Down to the last line, reproduce the data that follows, but skip the pictures.

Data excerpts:
━━━━━━━━

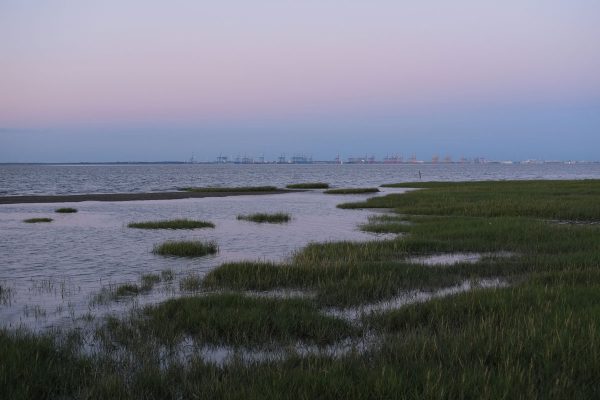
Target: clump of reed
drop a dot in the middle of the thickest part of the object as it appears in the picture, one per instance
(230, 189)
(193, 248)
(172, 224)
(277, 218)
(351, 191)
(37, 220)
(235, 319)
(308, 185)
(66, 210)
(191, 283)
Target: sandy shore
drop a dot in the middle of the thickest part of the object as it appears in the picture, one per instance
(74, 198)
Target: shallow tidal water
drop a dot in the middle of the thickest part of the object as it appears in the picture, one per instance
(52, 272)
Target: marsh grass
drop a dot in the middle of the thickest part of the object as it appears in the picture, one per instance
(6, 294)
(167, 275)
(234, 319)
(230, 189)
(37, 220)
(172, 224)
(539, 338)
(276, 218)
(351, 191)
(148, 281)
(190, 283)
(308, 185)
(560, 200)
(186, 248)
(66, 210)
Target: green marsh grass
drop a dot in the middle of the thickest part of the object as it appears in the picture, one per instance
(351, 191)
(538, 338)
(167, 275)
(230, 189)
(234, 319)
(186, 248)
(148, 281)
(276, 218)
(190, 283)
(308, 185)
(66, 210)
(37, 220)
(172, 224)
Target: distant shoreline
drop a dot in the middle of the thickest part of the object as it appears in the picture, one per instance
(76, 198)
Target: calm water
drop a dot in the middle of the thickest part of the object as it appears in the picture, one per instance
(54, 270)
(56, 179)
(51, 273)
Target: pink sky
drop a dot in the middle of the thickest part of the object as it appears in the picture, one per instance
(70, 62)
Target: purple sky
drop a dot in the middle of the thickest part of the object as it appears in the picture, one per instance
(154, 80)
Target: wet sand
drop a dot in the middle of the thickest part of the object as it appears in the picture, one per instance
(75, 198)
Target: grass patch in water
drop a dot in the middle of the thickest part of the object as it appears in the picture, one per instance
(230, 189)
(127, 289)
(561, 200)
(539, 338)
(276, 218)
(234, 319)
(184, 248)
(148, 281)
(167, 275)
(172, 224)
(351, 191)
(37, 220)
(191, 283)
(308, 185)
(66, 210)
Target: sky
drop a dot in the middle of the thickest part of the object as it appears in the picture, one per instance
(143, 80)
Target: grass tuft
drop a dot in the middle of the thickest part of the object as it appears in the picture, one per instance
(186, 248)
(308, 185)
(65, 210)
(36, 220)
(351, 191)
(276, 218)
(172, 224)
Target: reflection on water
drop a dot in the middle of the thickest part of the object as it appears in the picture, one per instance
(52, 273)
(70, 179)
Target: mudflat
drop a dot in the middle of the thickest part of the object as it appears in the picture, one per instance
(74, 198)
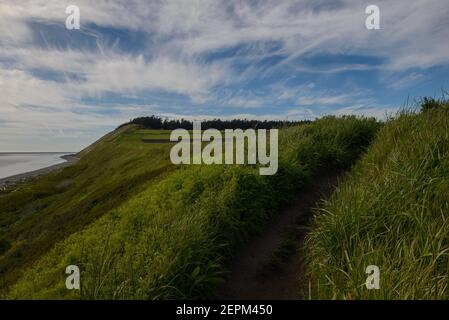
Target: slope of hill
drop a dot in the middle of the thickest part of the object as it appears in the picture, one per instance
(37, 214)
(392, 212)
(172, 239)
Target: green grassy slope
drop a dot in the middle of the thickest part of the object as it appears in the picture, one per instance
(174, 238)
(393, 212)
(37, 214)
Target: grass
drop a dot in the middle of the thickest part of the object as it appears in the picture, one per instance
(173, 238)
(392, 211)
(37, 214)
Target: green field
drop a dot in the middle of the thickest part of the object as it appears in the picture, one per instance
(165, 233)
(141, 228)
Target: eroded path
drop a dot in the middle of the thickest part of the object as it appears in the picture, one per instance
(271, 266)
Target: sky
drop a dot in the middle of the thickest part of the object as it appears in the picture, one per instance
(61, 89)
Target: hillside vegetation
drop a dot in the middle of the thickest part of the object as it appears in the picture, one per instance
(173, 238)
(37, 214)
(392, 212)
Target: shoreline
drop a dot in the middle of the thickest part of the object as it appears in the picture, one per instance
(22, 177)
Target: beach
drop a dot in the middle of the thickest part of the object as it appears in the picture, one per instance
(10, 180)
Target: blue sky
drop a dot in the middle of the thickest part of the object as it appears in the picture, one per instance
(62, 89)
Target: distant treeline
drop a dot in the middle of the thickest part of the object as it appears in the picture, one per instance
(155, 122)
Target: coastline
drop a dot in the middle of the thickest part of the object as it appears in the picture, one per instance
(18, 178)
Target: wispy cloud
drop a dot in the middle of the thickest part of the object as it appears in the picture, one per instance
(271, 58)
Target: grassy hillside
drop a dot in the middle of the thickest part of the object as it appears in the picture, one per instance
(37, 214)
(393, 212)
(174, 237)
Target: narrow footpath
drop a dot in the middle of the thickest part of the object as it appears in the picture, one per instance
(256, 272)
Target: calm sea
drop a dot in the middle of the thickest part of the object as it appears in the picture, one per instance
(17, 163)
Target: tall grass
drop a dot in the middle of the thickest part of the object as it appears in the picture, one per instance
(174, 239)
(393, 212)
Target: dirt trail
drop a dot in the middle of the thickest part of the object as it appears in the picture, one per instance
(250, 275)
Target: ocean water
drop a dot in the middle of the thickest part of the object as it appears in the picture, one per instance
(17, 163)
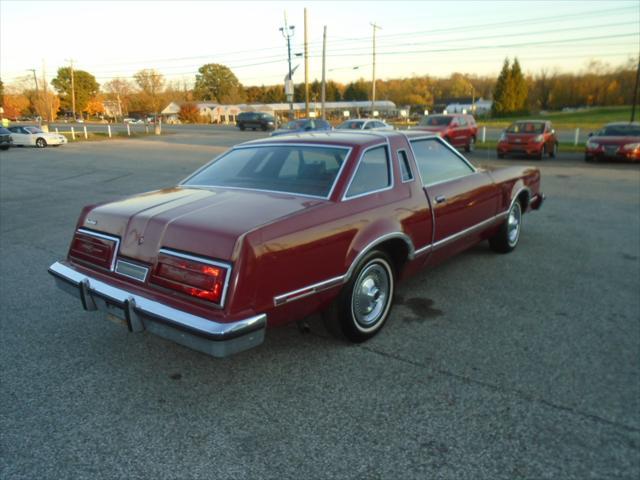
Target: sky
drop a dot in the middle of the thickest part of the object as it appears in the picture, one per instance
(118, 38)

━━━━━━━━

Task response:
Target: clump of reed
drop a dot in the middle of the thickest part of the object as it appears in the picture, one per instance
(230, 189)
(193, 248)
(172, 224)
(277, 218)
(351, 191)
(37, 220)
(235, 319)
(308, 185)
(66, 210)
(191, 283)
Target: sandy shore
drop a dot in the middle of the thickest part of the object as it appears in the picture, one per instance
(74, 198)
Target: shallow tidal water
drop a dot in the middle of the thickest part of the object as it appears in the picture, one per instance
(52, 272)
Target: marsh grass
drop a dot in the middle of the thickest part of the object as it appears in the picture, one per instance
(6, 294)
(167, 275)
(234, 319)
(230, 189)
(37, 220)
(172, 224)
(539, 338)
(276, 218)
(351, 191)
(148, 281)
(190, 283)
(308, 185)
(560, 200)
(186, 248)
(66, 210)
Target: green marsh grass
drop a dot in the middle of the thickest part of the object as it appears in the picture, one per instance
(351, 191)
(538, 338)
(167, 275)
(230, 189)
(234, 319)
(186, 248)
(148, 281)
(276, 218)
(190, 283)
(308, 185)
(66, 210)
(37, 220)
(172, 224)
Target: distant shoreline
drop a dot in the middle of the thickest part of the object as it appears in the picture, one per instance
(76, 198)
Target: calm water
drop a dot in the middle of the thickest part of the object as it appears in the picture, one per instance
(54, 270)
(56, 179)
(51, 273)
Target: pink sky
drop a dot in the middle of the thickest part of the object as it appears in the picture, one per instance
(70, 62)
Target: purple sky
drop a dot in the middle of the thickest part of the object as it appears in the picture, one per instance
(154, 80)
Target: wet sand
drop a dot in the middle of the thickest part of the object as it appears in the picture, one per instance
(75, 198)
Target: grass patch in water
drop a dot in the middle of the thickest part of the object as it appears in the picture, one per instance
(230, 189)
(127, 289)
(561, 200)
(539, 338)
(276, 218)
(234, 319)
(184, 248)
(148, 281)
(167, 275)
(172, 224)
(351, 191)
(37, 220)
(191, 283)
(308, 185)
(66, 210)
Target: sky
drop a dot in the middle of the thickest part of the object as it appears in the picture, one per instance
(143, 80)
Target: grass tuft
drop a dot in the middle of the thickest part of the object as it appears in the picture, one per instance
(186, 248)
(308, 185)
(65, 210)
(36, 220)
(351, 191)
(276, 218)
(172, 224)
Target: reflection on water
drop a dot in the middle of the thickest part of the object as it appears in the picture, one per instance
(52, 273)
(70, 179)
Target: mudflat
drop a dot in the middle of the thickest part of the object as it appears in the picture, one per instance
(74, 198)
Target: slope of hill
drop a dot in the middle of the thickest part of the object as it appears in the picture, one per instance
(37, 214)
(392, 212)
(172, 239)
Target: green grassy slope
drop a dot in the middle of the thickest part of the object as it appears in the picture, one per instance
(174, 238)
(393, 212)
(37, 214)
Target: grass
drop a dot in the middle of the thickest part of the object as it appears in the picture, one per instance
(173, 238)
(392, 211)
(37, 214)
Target: green field
drop a dot in the middle of the thickest part of the object as it appears in the picture, one per instance
(165, 233)
(141, 228)
Target: eroded path
drop a dot in the middle of the thickest part of the object as it appears in the picture, one per instance
(271, 266)
Target: sky
drop a dot in the middle of the thickest part of the object as it appears in the picture, one per instance
(61, 89)
Target: hillside vegetation
drop a dot in the middle of the thickest part of the object as it appears in the picture, one per instance
(173, 238)
(37, 214)
(392, 212)
Target: shoreline
drop a dot in the middle of the thickest part of the object as it appears in the picture, one per instance
(22, 177)
Target: beach
drop a dot in the middle of the thickest part of the object as it appears in the picture, one per instance
(10, 180)
Target: blue sky
drop a dot in the middle of the thickest part of the object as it appears in the picture, one per instance
(62, 89)
Target: distant treeline
drop a dot in the middle of the thickest part of the object as it appears in the picture, one per instance
(155, 122)
Target: coastline
drop a dot in the middle of the thickest part of the object as it appears in the picture, one per instance
(18, 178)
Target: wispy cloud
drop a dot in the middle of the thickest part of the object as it appears in the picture, one per instance
(271, 58)
Target: grassy hillside
drop a dot in the middle of the thickest part of the object as it appears in the picture, one per instance
(37, 214)
(393, 212)
(174, 237)
Target: narrow footpath
drop a dot in the middle of the thickest part of the object as it appears in the picture, one per instance
(256, 272)
Target: calm sea
drop a dot in the middle of the thickest part of the object as it appears in the picture, one per instance
(17, 163)
Target: tall grass
drop a dot in the middle of the thickest part of the object as it appears in the picture, one per instance
(174, 239)
(393, 212)
Target: dirt trail
drop a dot in the middle of the thickest part of the object as it appears in the picture, one per instance
(250, 275)
Target: ocean water
drop a dot in the middle of the thickest part of the object as it appears in the picture, one per instance
(17, 163)
Target: sky
drop a dot in the middle of the thickest part of the object as it appears in the picture, one per instance
(118, 38)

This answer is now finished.